DATA RECORDS:

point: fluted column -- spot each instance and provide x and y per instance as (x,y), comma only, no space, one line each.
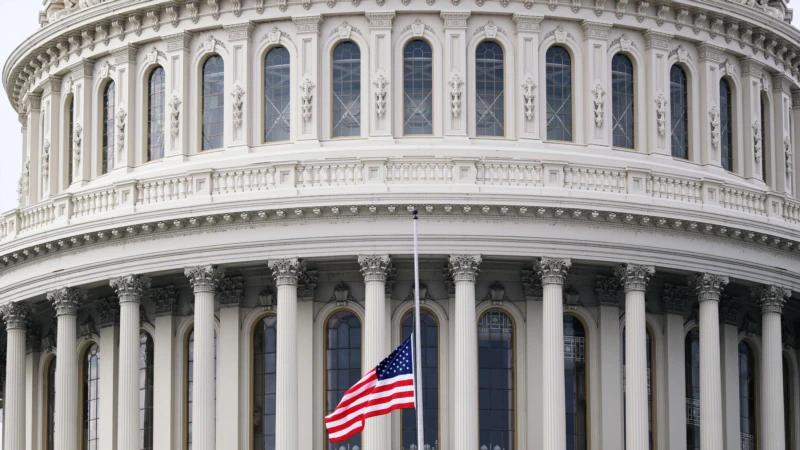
(374,267)
(464,269)
(708,288)
(554,429)
(772,299)
(204,280)
(286,273)
(66,301)
(15,316)
(129,291)
(634,279)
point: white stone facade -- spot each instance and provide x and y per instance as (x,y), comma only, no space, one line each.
(187,222)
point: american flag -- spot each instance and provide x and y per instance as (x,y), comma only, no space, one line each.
(385,388)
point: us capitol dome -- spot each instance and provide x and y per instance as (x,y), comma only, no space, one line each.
(214,241)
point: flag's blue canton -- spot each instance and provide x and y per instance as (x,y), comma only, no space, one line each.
(398,363)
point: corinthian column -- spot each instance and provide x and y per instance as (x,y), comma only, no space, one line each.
(204,280)
(554,429)
(286,273)
(465,371)
(15,316)
(772,299)
(129,291)
(374,268)
(635,278)
(708,288)
(66,301)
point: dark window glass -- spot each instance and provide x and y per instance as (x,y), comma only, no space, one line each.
(559,94)
(109,96)
(691,351)
(417,88)
(213,103)
(576,384)
(155,114)
(679,104)
(726,124)
(429,335)
(346,90)
(145,391)
(747,397)
(489,92)
(91,397)
(496,381)
(622,101)
(277,102)
(342,365)
(264,363)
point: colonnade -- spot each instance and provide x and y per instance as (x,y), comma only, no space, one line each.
(464,270)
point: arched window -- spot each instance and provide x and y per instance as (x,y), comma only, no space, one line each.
(346,90)
(109,95)
(145,391)
(50,424)
(496,381)
(264,364)
(747,397)
(190,383)
(577,383)
(489,93)
(679,111)
(558,87)
(429,335)
(91,397)
(726,124)
(155,114)
(417,88)
(342,365)
(213,103)
(691,349)
(623,112)
(277,95)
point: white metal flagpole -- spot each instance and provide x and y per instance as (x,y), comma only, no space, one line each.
(418,342)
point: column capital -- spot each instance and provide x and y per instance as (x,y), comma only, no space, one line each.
(375,267)
(465,267)
(287,271)
(204,278)
(130,288)
(15,315)
(771,298)
(66,300)
(634,277)
(708,285)
(552,270)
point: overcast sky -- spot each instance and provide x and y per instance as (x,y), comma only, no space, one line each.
(19,20)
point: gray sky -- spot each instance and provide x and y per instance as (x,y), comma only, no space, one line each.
(20,19)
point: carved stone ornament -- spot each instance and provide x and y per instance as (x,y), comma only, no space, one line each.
(465,267)
(204,278)
(66,300)
(374,267)
(130,288)
(528,93)
(634,277)
(238,103)
(708,286)
(15,315)
(380,84)
(552,270)
(598,94)
(306,89)
(771,298)
(455,94)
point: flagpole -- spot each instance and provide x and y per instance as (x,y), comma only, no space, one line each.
(418,342)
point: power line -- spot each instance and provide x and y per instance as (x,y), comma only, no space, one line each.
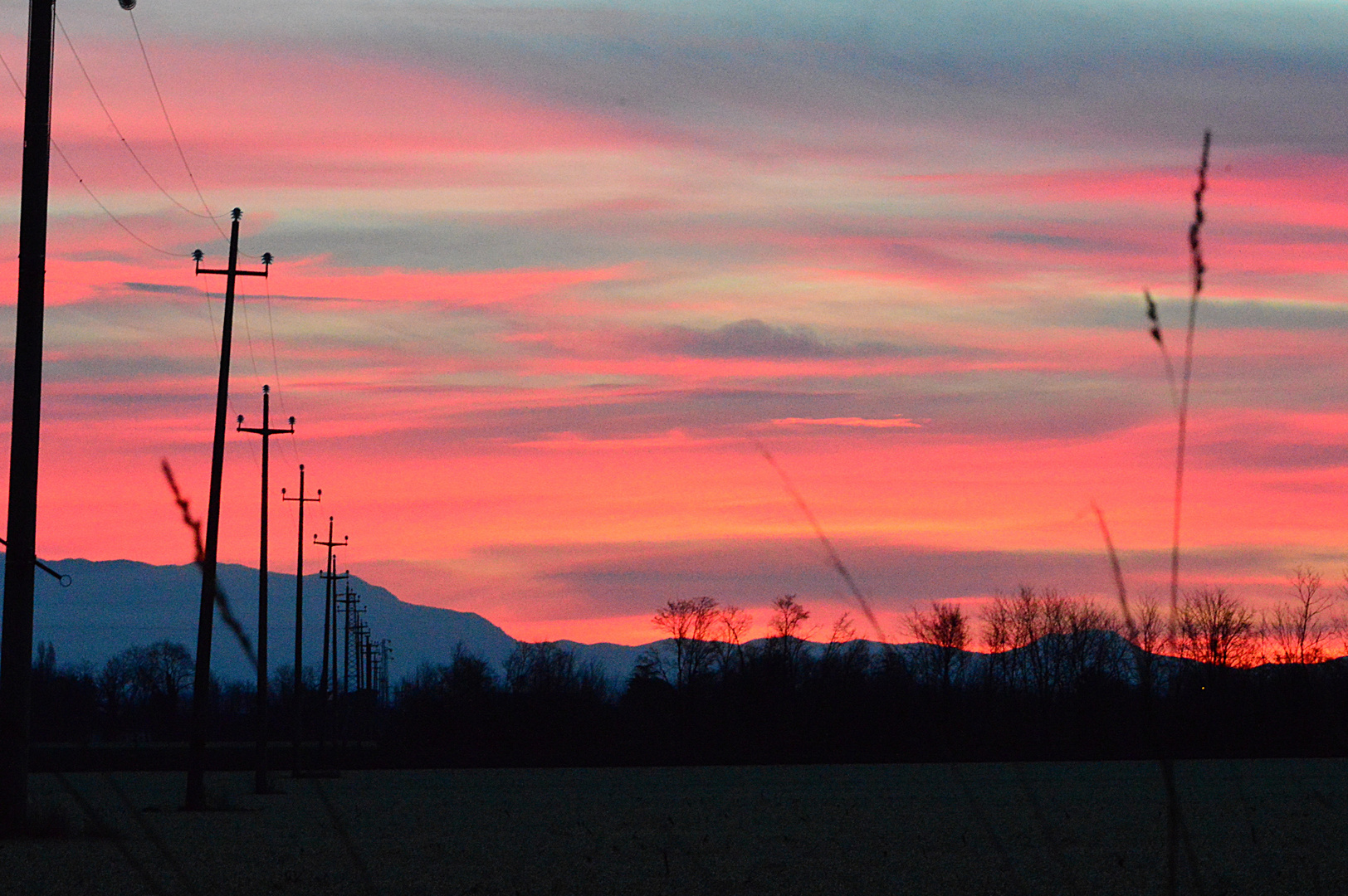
(115,129)
(168,121)
(85,186)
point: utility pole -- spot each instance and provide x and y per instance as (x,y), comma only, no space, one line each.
(26,422)
(330,577)
(300,617)
(22,552)
(384,654)
(348,601)
(266,431)
(201,688)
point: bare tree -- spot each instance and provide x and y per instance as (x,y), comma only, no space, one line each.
(549,670)
(734,624)
(1215,630)
(945,630)
(846,656)
(788,617)
(788,628)
(691,624)
(1301,630)
(1049,643)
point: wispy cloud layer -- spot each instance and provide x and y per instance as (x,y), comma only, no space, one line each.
(545,270)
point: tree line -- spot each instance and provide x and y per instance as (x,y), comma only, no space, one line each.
(1057,677)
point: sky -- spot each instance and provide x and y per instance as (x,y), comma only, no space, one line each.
(548,272)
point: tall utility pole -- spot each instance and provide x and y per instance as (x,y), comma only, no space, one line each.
(330,634)
(201,688)
(266,431)
(330,577)
(300,619)
(22,552)
(26,422)
(349,600)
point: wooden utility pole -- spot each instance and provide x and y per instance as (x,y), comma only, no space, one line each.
(201,686)
(349,600)
(300,619)
(330,577)
(266,431)
(328,684)
(22,552)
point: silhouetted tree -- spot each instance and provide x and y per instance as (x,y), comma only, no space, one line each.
(549,670)
(1215,630)
(732,626)
(691,624)
(1300,631)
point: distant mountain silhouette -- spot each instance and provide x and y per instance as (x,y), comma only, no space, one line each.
(112,606)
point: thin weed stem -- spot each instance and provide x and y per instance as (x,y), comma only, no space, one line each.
(1197,270)
(824,539)
(227,613)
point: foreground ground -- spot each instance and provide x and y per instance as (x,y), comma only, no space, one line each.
(1072,827)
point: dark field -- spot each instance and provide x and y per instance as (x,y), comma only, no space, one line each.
(1272,826)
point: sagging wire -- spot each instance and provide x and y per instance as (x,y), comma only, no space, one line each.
(114,124)
(164,108)
(90,193)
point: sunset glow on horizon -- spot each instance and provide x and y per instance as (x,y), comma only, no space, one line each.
(548,274)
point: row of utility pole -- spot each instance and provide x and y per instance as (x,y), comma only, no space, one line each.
(25,433)
(356,635)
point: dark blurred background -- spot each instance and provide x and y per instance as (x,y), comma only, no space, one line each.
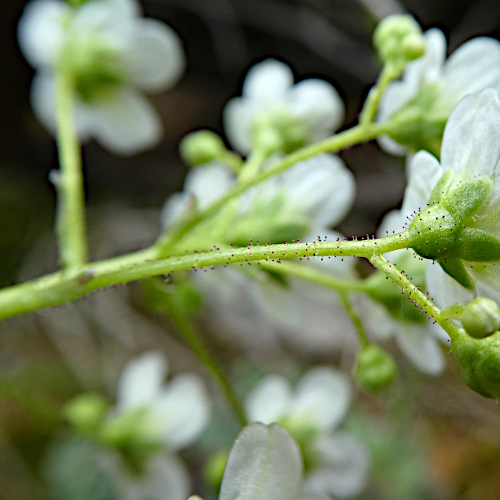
(330,39)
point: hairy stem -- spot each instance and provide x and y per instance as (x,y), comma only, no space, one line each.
(422,300)
(70,220)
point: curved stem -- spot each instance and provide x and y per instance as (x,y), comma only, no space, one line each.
(70,219)
(400,279)
(350,137)
(61,287)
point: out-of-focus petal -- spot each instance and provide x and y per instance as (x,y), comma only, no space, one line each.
(269,401)
(323,397)
(319,105)
(264,463)
(267,81)
(421,348)
(471,141)
(324,188)
(343,468)
(181,411)
(473,67)
(237,117)
(40,31)
(154,57)
(126,123)
(141,380)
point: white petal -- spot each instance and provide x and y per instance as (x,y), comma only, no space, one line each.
(165,478)
(421,348)
(269,401)
(126,123)
(264,463)
(343,467)
(443,289)
(237,117)
(318,105)
(40,31)
(141,381)
(323,397)
(154,60)
(182,410)
(425,172)
(473,67)
(267,81)
(322,187)
(471,141)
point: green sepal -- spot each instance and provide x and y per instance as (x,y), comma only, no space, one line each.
(480,363)
(465,200)
(454,267)
(478,246)
(441,187)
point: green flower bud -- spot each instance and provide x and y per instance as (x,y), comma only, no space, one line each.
(399,39)
(95,66)
(374,368)
(201,147)
(480,362)
(481,318)
(85,412)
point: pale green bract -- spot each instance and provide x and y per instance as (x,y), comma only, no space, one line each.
(113,56)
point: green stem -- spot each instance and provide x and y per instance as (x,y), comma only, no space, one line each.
(355,318)
(350,137)
(417,295)
(341,285)
(203,354)
(372,102)
(70,222)
(61,287)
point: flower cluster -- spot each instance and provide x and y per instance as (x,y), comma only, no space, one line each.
(111,55)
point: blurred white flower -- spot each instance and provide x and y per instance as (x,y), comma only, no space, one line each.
(312,413)
(174,413)
(436,85)
(301,203)
(265,462)
(150,412)
(272,110)
(113,55)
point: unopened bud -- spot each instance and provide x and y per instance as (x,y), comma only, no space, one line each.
(86,411)
(201,147)
(374,368)
(399,38)
(481,318)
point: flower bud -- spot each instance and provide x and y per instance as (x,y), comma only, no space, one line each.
(85,412)
(201,147)
(481,318)
(399,38)
(374,368)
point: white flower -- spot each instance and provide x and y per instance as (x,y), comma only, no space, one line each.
(264,463)
(272,106)
(312,413)
(113,55)
(437,84)
(300,203)
(174,413)
(470,152)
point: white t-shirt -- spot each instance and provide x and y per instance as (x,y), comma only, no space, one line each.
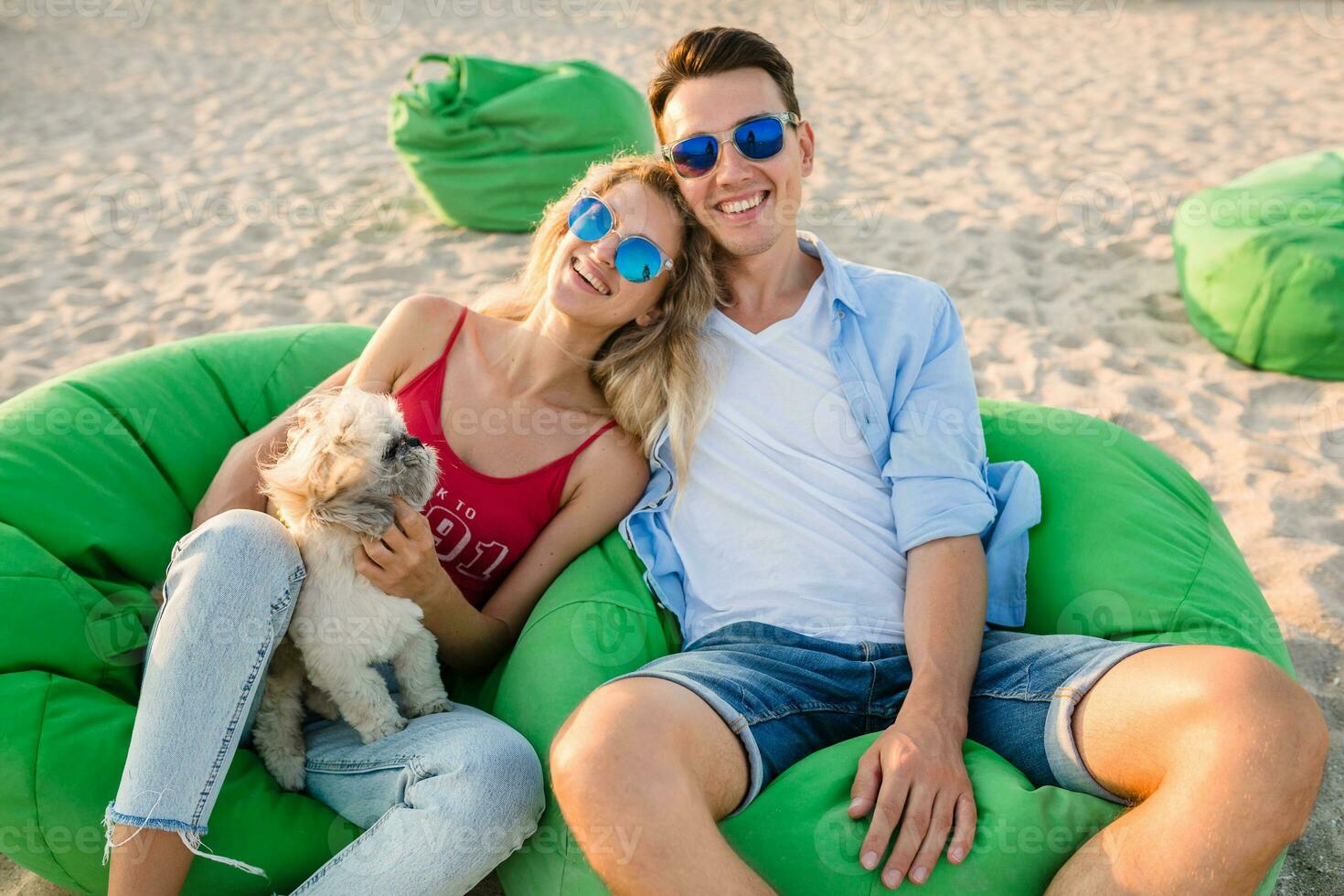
(785,517)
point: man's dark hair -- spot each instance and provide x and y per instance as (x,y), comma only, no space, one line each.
(711,51)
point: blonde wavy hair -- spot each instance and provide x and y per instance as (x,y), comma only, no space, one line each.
(656,375)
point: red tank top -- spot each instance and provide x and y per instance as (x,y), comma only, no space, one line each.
(481,523)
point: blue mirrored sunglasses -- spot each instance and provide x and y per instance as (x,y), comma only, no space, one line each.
(637,258)
(757,140)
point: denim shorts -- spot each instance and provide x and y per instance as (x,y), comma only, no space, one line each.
(788,695)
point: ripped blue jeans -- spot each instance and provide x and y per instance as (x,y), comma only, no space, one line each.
(443,801)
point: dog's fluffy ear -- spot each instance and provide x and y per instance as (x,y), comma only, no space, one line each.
(305,484)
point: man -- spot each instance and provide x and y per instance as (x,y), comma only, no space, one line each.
(832,583)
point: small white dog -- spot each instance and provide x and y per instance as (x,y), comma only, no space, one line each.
(347,454)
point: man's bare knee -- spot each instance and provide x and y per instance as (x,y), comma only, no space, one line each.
(648,741)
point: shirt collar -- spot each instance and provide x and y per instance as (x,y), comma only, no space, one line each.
(837,280)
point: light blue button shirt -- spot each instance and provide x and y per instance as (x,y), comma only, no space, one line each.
(902,360)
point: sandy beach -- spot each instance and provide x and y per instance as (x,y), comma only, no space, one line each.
(1026,155)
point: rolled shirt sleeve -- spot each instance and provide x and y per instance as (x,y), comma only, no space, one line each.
(937,469)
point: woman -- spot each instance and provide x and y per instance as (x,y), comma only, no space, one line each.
(603,324)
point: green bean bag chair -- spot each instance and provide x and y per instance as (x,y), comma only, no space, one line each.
(101,469)
(491,143)
(1261,265)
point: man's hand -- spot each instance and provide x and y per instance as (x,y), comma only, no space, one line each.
(914,775)
(402,561)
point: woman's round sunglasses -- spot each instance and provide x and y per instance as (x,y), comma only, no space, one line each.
(637,258)
(757,140)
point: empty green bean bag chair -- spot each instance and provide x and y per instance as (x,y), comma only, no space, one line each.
(100,472)
(1261,265)
(491,143)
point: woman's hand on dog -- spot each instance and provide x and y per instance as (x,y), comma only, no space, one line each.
(402,561)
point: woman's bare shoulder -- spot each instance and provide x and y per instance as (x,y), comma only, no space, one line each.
(408,340)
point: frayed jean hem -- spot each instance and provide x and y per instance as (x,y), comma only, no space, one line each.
(190,836)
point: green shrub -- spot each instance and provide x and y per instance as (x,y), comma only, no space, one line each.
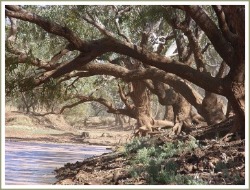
(150,161)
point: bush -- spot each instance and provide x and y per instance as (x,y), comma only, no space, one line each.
(154,163)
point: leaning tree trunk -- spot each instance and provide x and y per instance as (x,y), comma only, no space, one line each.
(141,99)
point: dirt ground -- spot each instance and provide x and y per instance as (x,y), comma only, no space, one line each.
(215,162)
(53,128)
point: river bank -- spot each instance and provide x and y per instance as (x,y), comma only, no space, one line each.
(52,128)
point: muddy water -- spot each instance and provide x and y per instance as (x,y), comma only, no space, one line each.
(30,163)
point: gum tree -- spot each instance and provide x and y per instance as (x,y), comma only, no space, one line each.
(134,43)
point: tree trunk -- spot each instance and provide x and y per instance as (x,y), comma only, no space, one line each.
(212,109)
(141,99)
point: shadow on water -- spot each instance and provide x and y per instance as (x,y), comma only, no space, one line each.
(32,163)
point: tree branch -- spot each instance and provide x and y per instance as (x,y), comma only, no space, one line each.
(220,44)
(51,27)
(231,37)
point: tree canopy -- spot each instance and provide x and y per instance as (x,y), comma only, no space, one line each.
(185,55)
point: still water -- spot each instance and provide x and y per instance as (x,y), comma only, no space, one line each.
(31,163)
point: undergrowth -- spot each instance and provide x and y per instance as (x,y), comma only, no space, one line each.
(156,164)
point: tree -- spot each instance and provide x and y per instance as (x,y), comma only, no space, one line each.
(144,36)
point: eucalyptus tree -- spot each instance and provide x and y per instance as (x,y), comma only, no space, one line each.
(137,44)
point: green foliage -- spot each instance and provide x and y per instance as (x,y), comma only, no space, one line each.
(155,163)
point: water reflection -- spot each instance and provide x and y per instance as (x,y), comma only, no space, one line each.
(30,163)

EXERCISE:
Reply with exactly the lines from the one containing "point: bush -- spot" to the last line of the material, inclusive, and with nothing more.

YOUR SOLUTION:
point: bush -- spot each instance and provide x and y per instance as (x,y), comma only, no space, one line each.
(154,163)
point: leaning tree trunk -- spot each instance and provide x and y per instance as (x,y), comma only, no space, one line each.
(141,99)
point: dirt ground -- spot each instance and provide x and y per instance as (x,y), comma only, no space, one line each.
(215,162)
(53,128)
point: river bank -- spot each instance and provide x and y per instance as (x,y), comma only, no space, one line each.
(52,128)
point: muddy water -- spot each instance and provide x and y per instance as (x,y), comma only, no space, one line each.
(30,163)
point: gum tree -- spot each instance and provide x and y per instance as (x,y), comma only, no space, one line each.
(134,43)
point: tree trunk -- spot each instance and provide x and y per instance as (x,y), comma only, no space, one line each.
(212,109)
(141,99)
point: shadow on water -- spot each instance and provide x and y per instance as (x,y), comma only, no space, one line each.
(32,163)
point: tree branch -- spot each instance and provide x and y per instance as (x,y), comma only, no space, one line each.
(220,44)
(51,27)
(231,37)
point: tree canopy -- spot each instance and provide x and y per instance as (x,y), comma only, no space, one line each.
(185,55)
point: still water -- spot each instance and provide x and y per instance as (x,y), comma only, no space, one line each.
(31,163)
point: undergrowth -- spot each instance and provide x and y per instance as (x,y), comma only, no space, one line each.
(156,164)
point: tree -- spot each instance and provide x and y per instance as (x,y), comma only, no space, one line each.
(144,36)
point: eucalyptus tree -- spot each instance and provide x and y per instance as (x,y), comma only, no space, one line each.
(137,44)
point: green foliage -- spot each instance and provide x and y per instance as (x,y), comma only, no space, one line each.
(155,163)
point: water reflection -- spot each instance and provide x and y per instance as (x,y), comma only, no space, one line each.
(30,163)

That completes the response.